Problema breve a
Individua nei record, per favore, ogni riga che contiene la stringa "unit" e copiala per intero. Maiuscole e minuscole contano.

Brano estratto
=======
Maria, Francesca, Luisa, Anna, Monia sono mamme, mamme che non hanno un lavoro e che faticano a far quadrare il bilancio a fine mese. Eppure tutte queste mamme vorrebbero tanto poter contribuire al ménage familiare ma questo non è possibile.
Perché? Presto detto. Il lavoro in Italia è ormai diventato precario e, come se non bastasse, i servizi che renderebbero più agevole la ricerca stessa di un’occupazione sono scarsi e, spesso, troppo onerosi. Un asilo pubblico, quando ha disponibilità, per esempio costa tanto. Troppo per una famiglia che è costretta a fare rinunce e salti mortali per riuscire ad andare avanti.
La giornalista Elisabetta Ambrosi, nel suo libro “Guerriere – La resistenza delle nuove mamme Italiane“, dipinge un quadro ben definito delle donne, come si legge su il Fatto Quotidiano. Di quanto sia difficile poter far conciliare famiglia e lavoro e di quanto sia complicato scegliere di avere un figlio.
È triste dirlo ma, purtroppo, sempre più spesso le donne italiane prima di decidere di “tirar su” famiglia e fare figli si ritrovano a dover fare i conti con il proprio portafogli. Un figlio costa e se una volta funzionava l’antico adagio “dove mangiano due mangiano anche in tre” oggi è tutto messo in discussione.
=======
Problema breve b
Secondo il brano estratto, qual è il titolo del libro della giornalista Elisabetta Ambrosi?

Record dell'esercizio
=======
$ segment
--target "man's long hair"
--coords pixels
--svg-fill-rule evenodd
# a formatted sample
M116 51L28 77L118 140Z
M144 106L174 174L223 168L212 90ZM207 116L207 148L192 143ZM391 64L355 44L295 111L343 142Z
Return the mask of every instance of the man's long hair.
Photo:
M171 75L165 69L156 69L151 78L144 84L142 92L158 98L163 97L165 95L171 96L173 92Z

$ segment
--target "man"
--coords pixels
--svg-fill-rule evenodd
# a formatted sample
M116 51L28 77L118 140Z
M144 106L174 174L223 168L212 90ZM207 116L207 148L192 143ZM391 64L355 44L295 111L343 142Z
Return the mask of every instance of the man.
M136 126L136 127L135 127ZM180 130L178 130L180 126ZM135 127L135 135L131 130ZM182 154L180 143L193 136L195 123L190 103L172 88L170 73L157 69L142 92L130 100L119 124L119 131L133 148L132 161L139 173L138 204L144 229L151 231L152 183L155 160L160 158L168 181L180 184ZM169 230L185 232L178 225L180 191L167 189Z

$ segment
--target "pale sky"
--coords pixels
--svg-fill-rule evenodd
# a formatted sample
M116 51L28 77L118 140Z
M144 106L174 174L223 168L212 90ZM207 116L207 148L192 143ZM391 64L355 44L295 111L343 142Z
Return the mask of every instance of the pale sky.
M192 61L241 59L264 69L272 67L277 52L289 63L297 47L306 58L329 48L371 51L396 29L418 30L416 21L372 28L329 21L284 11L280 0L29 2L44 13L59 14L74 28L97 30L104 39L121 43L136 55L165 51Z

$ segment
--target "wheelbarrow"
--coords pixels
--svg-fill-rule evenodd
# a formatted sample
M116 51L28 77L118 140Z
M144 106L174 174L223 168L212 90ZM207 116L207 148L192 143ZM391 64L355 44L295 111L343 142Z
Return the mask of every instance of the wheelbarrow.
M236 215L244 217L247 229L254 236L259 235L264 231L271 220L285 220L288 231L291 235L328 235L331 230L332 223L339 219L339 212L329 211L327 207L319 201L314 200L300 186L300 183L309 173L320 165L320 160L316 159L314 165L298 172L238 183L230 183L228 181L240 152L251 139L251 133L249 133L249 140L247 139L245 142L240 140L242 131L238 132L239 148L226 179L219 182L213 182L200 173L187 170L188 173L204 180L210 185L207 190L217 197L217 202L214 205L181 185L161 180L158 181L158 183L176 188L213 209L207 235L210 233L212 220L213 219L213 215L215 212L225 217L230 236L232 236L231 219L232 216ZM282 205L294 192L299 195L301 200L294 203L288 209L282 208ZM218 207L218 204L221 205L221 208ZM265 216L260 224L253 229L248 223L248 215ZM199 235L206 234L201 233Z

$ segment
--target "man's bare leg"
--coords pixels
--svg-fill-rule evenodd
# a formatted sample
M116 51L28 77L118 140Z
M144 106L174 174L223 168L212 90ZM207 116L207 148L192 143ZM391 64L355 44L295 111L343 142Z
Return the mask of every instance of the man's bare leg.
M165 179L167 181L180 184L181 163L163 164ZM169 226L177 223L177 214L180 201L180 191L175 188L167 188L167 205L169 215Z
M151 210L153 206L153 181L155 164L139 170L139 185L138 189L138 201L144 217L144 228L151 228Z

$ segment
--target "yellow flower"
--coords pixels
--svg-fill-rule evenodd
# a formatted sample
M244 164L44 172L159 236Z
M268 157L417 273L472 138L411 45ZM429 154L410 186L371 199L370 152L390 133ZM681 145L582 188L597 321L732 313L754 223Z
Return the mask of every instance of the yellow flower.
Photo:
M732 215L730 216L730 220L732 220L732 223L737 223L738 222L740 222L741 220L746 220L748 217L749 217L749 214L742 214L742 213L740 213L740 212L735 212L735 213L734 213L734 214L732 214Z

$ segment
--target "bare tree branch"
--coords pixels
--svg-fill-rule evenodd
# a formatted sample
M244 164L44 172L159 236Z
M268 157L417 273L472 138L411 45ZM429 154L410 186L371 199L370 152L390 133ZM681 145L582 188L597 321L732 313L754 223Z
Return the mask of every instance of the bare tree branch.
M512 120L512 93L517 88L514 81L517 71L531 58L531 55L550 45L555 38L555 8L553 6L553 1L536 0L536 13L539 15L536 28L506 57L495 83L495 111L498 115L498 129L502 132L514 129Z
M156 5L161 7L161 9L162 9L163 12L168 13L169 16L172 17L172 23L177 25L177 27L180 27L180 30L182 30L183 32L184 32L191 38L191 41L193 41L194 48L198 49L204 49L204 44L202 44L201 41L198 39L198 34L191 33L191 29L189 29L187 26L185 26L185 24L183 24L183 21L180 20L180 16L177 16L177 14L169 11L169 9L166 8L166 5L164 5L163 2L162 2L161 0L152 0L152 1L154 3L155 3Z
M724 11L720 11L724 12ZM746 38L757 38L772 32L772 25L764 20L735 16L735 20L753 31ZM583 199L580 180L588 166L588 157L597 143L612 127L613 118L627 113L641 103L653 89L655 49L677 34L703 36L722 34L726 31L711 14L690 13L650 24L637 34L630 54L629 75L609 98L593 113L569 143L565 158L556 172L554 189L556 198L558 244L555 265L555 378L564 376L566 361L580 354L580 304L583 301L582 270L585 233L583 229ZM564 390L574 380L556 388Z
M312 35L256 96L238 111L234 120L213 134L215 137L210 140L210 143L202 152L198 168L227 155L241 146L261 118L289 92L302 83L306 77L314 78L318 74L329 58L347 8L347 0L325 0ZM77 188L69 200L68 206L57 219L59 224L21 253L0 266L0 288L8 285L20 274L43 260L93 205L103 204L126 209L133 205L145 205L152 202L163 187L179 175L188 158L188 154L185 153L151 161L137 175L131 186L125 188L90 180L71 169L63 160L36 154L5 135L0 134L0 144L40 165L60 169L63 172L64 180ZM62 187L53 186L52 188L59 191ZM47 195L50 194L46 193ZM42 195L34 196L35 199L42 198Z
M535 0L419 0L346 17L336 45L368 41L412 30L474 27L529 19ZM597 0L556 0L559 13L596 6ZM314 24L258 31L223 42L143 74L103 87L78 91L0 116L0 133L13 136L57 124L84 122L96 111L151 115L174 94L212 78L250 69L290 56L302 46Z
=======
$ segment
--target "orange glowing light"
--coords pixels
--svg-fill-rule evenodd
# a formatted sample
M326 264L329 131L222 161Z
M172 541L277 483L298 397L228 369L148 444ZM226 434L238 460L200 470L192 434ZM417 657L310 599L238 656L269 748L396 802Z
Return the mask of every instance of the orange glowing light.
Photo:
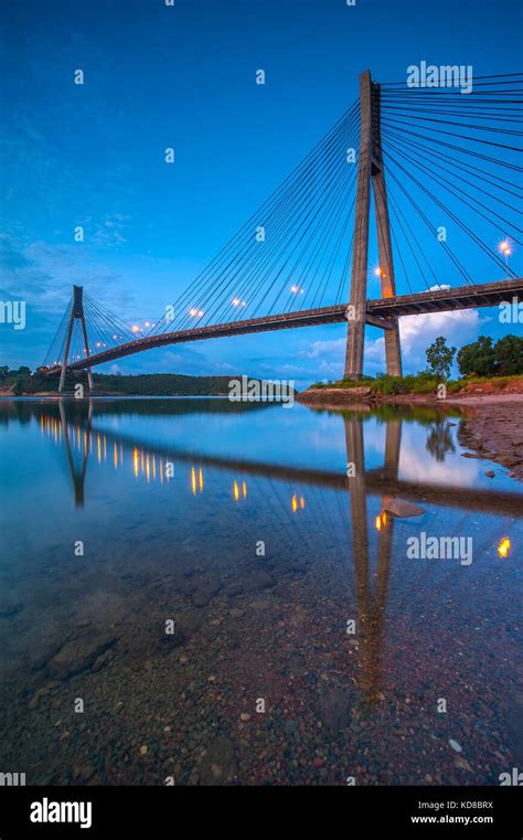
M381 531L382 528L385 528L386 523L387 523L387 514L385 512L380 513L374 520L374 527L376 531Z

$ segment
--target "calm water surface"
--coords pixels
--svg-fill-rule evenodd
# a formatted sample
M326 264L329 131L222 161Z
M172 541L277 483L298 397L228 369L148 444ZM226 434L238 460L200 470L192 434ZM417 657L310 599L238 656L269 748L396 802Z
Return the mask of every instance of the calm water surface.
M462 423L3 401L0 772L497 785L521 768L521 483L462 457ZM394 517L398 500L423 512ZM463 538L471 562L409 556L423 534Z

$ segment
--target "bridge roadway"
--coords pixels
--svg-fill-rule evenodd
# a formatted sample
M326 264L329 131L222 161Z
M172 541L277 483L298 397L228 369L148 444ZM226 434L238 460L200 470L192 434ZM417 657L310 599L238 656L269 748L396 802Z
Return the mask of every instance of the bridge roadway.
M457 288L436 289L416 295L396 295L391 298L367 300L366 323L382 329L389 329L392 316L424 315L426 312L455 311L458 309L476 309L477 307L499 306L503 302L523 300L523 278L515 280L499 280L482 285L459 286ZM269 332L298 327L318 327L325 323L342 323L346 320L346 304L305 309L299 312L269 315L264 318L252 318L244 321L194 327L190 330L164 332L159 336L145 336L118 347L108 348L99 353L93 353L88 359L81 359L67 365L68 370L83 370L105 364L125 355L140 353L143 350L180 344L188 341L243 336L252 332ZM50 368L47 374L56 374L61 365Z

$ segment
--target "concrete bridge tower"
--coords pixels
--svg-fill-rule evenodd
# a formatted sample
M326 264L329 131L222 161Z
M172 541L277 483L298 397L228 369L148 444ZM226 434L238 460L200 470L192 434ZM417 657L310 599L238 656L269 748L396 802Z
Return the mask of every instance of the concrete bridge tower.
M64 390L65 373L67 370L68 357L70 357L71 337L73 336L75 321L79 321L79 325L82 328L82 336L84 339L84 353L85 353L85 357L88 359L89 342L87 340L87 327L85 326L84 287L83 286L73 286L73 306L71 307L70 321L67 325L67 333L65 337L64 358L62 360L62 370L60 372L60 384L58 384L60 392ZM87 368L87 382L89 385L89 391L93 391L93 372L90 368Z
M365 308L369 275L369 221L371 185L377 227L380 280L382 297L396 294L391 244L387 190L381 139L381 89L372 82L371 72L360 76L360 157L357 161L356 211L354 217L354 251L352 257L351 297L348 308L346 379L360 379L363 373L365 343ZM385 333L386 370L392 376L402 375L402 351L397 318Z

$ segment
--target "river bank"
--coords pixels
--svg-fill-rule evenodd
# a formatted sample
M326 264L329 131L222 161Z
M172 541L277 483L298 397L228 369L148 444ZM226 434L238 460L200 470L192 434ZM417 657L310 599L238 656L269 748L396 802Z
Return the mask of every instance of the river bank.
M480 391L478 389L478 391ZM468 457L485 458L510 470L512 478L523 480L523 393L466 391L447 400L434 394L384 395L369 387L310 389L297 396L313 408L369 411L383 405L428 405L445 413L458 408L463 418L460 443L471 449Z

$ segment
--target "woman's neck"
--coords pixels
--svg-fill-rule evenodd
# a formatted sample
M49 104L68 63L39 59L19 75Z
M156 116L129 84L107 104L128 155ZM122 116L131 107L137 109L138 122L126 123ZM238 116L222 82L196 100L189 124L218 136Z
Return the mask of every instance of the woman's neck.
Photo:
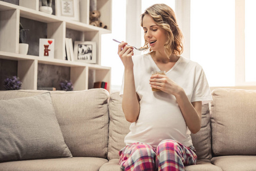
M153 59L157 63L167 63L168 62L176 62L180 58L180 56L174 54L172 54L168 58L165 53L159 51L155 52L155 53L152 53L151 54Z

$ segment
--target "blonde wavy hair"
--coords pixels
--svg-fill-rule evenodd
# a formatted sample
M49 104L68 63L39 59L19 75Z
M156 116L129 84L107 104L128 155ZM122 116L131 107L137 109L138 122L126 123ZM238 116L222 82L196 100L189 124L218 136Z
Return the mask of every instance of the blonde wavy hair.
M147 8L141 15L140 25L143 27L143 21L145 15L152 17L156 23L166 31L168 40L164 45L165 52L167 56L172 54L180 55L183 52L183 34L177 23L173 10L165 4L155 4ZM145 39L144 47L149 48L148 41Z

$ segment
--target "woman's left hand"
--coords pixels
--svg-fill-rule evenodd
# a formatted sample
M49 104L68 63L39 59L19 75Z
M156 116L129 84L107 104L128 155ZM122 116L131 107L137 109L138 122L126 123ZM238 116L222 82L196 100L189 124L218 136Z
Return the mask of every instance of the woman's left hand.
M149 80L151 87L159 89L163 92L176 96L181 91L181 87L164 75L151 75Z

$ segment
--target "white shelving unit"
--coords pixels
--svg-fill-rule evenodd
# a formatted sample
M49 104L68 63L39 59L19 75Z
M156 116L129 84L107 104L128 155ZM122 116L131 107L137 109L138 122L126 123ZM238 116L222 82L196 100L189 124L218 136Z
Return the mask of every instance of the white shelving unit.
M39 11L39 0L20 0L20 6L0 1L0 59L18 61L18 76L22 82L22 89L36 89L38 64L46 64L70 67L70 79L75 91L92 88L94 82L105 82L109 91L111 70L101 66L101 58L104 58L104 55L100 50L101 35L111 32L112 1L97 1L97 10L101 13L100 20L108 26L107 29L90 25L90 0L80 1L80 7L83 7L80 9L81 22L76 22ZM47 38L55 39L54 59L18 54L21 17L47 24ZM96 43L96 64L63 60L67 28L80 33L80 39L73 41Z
=======
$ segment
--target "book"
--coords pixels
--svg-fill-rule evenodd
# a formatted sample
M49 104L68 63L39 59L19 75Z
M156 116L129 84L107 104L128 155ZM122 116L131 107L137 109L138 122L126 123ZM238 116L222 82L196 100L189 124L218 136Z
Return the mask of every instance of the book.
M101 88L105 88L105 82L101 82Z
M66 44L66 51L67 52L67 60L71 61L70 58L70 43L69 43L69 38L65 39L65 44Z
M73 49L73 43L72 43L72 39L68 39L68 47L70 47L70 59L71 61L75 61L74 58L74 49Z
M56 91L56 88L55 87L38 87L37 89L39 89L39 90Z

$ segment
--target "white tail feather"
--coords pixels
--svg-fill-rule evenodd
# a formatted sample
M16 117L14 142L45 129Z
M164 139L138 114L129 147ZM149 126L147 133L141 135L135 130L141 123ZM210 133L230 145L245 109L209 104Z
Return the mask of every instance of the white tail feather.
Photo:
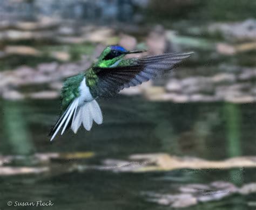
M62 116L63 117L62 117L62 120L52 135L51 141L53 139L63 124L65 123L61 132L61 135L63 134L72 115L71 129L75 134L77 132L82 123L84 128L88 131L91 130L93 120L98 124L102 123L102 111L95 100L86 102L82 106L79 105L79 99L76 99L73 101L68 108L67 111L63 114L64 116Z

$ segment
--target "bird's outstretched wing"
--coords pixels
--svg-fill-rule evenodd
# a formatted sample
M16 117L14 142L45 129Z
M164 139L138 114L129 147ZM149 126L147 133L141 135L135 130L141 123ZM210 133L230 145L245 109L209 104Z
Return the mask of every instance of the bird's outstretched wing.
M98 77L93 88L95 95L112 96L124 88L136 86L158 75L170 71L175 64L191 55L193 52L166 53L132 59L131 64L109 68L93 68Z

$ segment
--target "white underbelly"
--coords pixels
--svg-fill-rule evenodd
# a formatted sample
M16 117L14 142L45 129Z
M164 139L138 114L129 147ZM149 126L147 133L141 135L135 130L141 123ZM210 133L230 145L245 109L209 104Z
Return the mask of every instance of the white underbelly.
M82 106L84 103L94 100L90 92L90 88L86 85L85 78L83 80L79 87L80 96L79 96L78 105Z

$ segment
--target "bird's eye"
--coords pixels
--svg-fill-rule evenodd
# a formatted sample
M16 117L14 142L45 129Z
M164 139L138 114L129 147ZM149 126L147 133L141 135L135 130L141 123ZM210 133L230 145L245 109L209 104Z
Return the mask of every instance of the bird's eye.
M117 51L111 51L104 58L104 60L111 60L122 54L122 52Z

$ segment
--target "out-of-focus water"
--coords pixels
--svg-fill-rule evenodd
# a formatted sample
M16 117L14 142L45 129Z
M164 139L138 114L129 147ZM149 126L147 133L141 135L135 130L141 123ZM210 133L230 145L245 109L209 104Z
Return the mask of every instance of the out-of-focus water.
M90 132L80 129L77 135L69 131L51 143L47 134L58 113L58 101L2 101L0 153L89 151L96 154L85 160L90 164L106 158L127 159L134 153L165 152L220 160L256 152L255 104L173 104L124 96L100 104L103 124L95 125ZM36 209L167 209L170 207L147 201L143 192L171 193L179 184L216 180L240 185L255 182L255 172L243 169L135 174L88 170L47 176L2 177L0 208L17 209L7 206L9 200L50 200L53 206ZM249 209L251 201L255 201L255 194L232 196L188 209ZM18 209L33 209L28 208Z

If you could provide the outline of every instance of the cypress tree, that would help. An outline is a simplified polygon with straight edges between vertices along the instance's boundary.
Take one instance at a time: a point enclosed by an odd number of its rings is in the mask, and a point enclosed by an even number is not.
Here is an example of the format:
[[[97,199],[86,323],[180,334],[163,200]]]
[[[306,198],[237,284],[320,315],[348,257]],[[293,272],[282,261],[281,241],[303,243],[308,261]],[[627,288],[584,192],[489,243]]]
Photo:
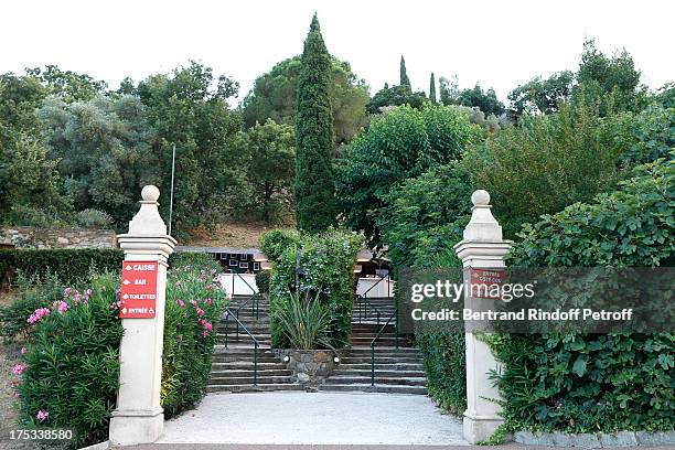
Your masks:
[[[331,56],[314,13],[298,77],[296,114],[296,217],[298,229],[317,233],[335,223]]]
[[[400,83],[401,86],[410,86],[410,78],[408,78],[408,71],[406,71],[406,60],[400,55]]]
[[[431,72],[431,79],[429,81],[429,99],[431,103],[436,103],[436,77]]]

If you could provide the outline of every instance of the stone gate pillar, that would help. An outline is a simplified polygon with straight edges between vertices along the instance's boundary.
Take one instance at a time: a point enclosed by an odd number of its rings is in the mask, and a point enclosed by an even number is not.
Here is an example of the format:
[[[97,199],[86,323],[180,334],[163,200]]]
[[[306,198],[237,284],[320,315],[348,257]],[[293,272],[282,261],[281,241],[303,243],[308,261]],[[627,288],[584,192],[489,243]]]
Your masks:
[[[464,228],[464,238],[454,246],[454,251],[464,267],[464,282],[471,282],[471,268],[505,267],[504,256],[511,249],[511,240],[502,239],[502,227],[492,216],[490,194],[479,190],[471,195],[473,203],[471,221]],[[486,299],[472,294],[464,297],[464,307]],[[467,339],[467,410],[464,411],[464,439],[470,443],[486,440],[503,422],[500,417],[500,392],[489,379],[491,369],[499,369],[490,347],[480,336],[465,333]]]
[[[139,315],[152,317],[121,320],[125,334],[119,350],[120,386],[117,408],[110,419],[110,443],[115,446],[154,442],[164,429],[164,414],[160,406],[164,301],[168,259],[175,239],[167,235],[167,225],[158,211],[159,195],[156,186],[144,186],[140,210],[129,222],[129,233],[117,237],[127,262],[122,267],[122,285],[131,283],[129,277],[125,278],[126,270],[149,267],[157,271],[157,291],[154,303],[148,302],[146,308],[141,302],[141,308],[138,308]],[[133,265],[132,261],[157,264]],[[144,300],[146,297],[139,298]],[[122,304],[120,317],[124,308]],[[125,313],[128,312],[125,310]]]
=======
Soluzione a
--target "white shelving unit"
Return the mask of every instance of the white shelving unit.

Soluzione b
“Guerriere – La resistenza delle nuove mamme Italiane”.